In this way, the life of a book is contingent on its story. The life of a book is contingent on its story; the life of the means is contingent on its end; the life of the machine is contingent on its goal; the life of the body (as we know and treat it) is contingent on its soul. The cosmic breath of life (so to speak) is the breath of the soul into the body that delivers our finitude over to the infinite. This is what is alluded to in the allegory of Genesis, before the fall: “the LORD God formed the man of dust from the ground and breathed into his nostrils the breath of life, and the man became a living creature”. Without the breath of subjectivity that penetrates the material flesh with infinitude, the flesh would be lifeless, for it would be without meaning; not only that, meaning itself would be without meaning.

• STORED DATA:

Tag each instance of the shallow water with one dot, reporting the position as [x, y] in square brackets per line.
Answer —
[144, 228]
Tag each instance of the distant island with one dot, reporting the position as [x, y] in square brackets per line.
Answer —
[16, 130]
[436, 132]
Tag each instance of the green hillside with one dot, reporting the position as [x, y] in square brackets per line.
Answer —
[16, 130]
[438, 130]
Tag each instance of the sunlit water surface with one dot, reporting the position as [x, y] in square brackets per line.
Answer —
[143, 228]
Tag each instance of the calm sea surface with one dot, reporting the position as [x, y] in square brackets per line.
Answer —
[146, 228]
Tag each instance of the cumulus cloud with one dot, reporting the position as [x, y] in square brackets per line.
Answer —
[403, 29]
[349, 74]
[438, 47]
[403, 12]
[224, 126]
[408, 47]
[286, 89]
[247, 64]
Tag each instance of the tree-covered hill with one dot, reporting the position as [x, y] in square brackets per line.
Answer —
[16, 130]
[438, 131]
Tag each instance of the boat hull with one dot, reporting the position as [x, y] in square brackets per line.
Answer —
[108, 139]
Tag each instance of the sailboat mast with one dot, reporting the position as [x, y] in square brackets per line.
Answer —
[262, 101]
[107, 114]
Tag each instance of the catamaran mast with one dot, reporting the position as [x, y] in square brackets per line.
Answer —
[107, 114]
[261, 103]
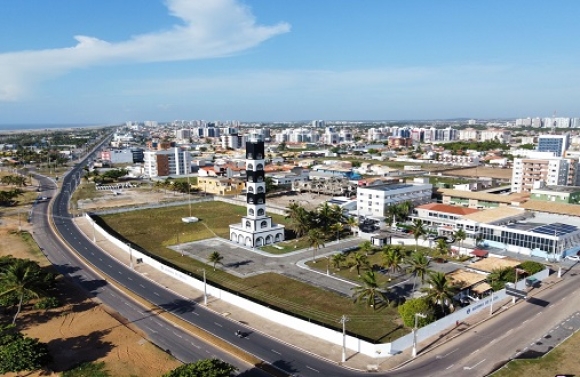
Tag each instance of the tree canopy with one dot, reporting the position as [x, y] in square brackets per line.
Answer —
[203, 368]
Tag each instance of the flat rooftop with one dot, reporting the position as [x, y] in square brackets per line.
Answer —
[491, 215]
[448, 208]
[491, 263]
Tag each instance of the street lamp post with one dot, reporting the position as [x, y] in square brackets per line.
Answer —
[344, 319]
[414, 351]
[130, 255]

• WHAT IS REQUIRED:
Can you extend the passage on the soul's breath of life, picking up after its final sentence? The listing has nothing to do with this.

• TASK OUTPUT:
Now, to leap an absurd way further, what if there was a book without a story? What if there was a human being without the eternal and infinite, without meaning nor the compulsion to meaning; in other words, without a soul? Now, this is a terribly hard thought to think, even conceptually. The infinite is so formative to our being that it is impossible to imagine a fully finite existence without undoing our own minds. Without the infinite, we would be another creature entirely, quite inhuman, quite unimaginable to ourselves. What is a body without a soul? What is a human being without a possibility for meaning? A pure object, a pure flesh; a means without an ends, a machine without a goal. Of course, still at the end of the day, it is only an end-less means and a goal-less machine insofar as it is posed by the inundated subject to whom such problems amount to anything at all. Whereas the object on the other hand persists in time lifelessly, like a rock on a mountain, or a blade of grass on farmland, possessing not even the slightest note of an eternal awareness to wait to be kicked or eaten. But the subject penetrates the object, injecting its own infinite viewpoint into it—though he or she remains persistent in immediate time, is given over unwittingly to mediate all of time. Case in point, humans are the only ones who proactively wait to die. All of this goes to say just one thing. I have said it before, and I will continue to say it. We are eternal beings.